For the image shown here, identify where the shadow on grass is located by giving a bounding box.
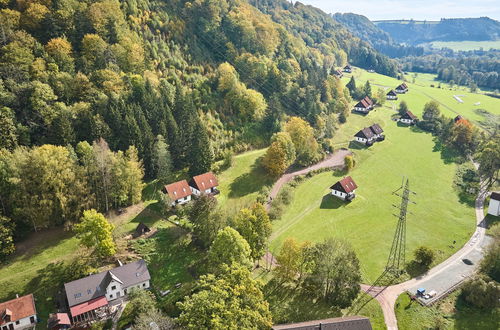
[263,279,341,323]
[229,157,273,198]
[319,194,349,210]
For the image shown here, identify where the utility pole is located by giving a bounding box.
[385,178,415,277]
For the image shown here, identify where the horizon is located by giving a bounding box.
[299,0,500,21]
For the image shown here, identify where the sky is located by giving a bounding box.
[299,0,500,20]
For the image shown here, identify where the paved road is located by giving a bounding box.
[361,184,488,330]
[267,149,352,208]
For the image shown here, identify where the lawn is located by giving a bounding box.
[217,149,273,211]
[395,291,500,330]
[431,40,500,51]
[343,68,500,128]
[271,108,475,282]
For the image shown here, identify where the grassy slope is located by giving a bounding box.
[395,291,500,330]
[271,108,475,281]
[431,40,500,51]
[343,68,500,124]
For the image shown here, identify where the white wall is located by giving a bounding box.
[488,199,500,216]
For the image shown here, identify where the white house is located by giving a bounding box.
[488,191,500,217]
[354,127,376,145]
[0,294,37,330]
[330,176,358,201]
[395,83,408,94]
[163,180,192,206]
[189,172,219,196]
[354,96,373,113]
[387,89,398,100]
[64,259,151,325]
[399,111,418,125]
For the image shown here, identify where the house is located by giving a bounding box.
[47,313,71,330]
[354,127,376,146]
[272,316,372,330]
[134,222,151,237]
[189,172,219,196]
[488,191,500,217]
[64,259,151,325]
[370,124,385,141]
[387,89,398,100]
[163,180,192,206]
[333,69,344,79]
[399,111,418,125]
[0,294,37,330]
[354,96,373,113]
[330,176,358,201]
[396,83,408,94]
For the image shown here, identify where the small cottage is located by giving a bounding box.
[354,127,376,146]
[399,111,418,125]
[387,89,398,100]
[163,180,192,206]
[189,172,219,196]
[354,96,373,113]
[395,83,408,94]
[330,176,358,201]
[0,296,37,330]
[488,191,500,217]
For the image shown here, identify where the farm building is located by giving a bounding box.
[387,89,398,100]
[0,294,37,330]
[189,172,219,196]
[354,96,373,113]
[354,127,376,145]
[134,222,151,237]
[488,191,500,217]
[330,176,358,201]
[163,180,192,206]
[272,316,372,330]
[399,111,418,125]
[395,83,408,94]
[64,259,151,326]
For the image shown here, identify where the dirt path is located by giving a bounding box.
[267,149,352,209]
[361,182,488,330]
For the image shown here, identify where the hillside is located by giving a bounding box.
[374,17,500,45]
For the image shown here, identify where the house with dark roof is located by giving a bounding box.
[488,191,500,217]
[163,180,193,206]
[354,96,373,113]
[272,316,372,330]
[395,83,408,94]
[399,111,418,125]
[330,176,358,201]
[189,172,219,196]
[64,259,151,325]
[386,89,398,100]
[354,127,376,145]
[0,294,37,330]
########################################
### Task prompt
Reproduce the data that begins at the line containing "For the image shown here, identify where the small" and ends after the line containing "[361,182,488,330]", renaming "farm building" to "barn". Leave everything else in those lines unchanged.

### Response to this exercise
For the image shown here, identify where the small cottage is located by giving a bounding box.
[354,127,376,146]
[399,111,418,125]
[387,89,398,100]
[163,180,192,206]
[189,172,219,196]
[354,96,373,113]
[395,83,408,94]
[330,176,358,201]
[0,296,37,330]
[488,191,500,217]
For the image shown here, identify where the barn is located by giving a bounding box.
[387,89,398,100]
[0,294,37,330]
[189,172,219,196]
[354,96,373,113]
[354,127,376,145]
[134,222,151,237]
[488,191,500,217]
[330,176,358,201]
[163,180,192,206]
[272,316,372,330]
[399,111,418,125]
[395,83,408,94]
[64,259,151,326]
For the image shown here, identify where the dirt path is located by giving a bounding box.
[267,149,352,209]
[361,182,488,330]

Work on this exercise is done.